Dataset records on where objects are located
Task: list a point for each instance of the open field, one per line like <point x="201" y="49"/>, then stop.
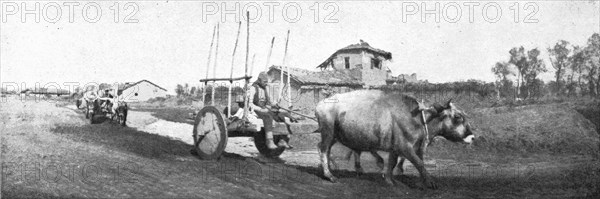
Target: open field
<point x="50" y="150"/>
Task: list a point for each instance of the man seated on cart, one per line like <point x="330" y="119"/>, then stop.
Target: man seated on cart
<point x="260" y="104"/>
<point x="106" y="101"/>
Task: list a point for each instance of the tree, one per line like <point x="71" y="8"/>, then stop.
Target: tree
<point x="518" y="59"/>
<point x="533" y="67"/>
<point x="560" y="52"/>
<point x="593" y="59"/>
<point x="179" y="90"/>
<point x="193" y="91"/>
<point x="502" y="71"/>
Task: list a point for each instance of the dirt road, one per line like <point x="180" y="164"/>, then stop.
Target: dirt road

Short exercise =
Rewrite all of these lines with "dirt road" replaced by "gravel road" and everything else unchanged. Leave the pictures out.

Solution for this problem =
Task: list a point for each instance of the open field, one per line like <point x="201" y="49"/>, then stop.
Target: open field
<point x="50" y="150"/>
Task: list a point for each instance of the man seated on cart, one per line like <point x="330" y="119"/>, then stop.
Target: man seated on cart
<point x="260" y="104"/>
<point x="106" y="101"/>
Task: list a point for each instance of the tree, one per line like <point x="71" y="8"/>, then stop.
Target: tree
<point x="518" y="59"/>
<point x="533" y="67"/>
<point x="560" y="52"/>
<point x="593" y="59"/>
<point x="179" y="90"/>
<point x="193" y="91"/>
<point x="502" y="71"/>
Task: list a point for each instance of the gravel road, one per line like <point x="180" y="164"/>, then stop.
Target: gravel road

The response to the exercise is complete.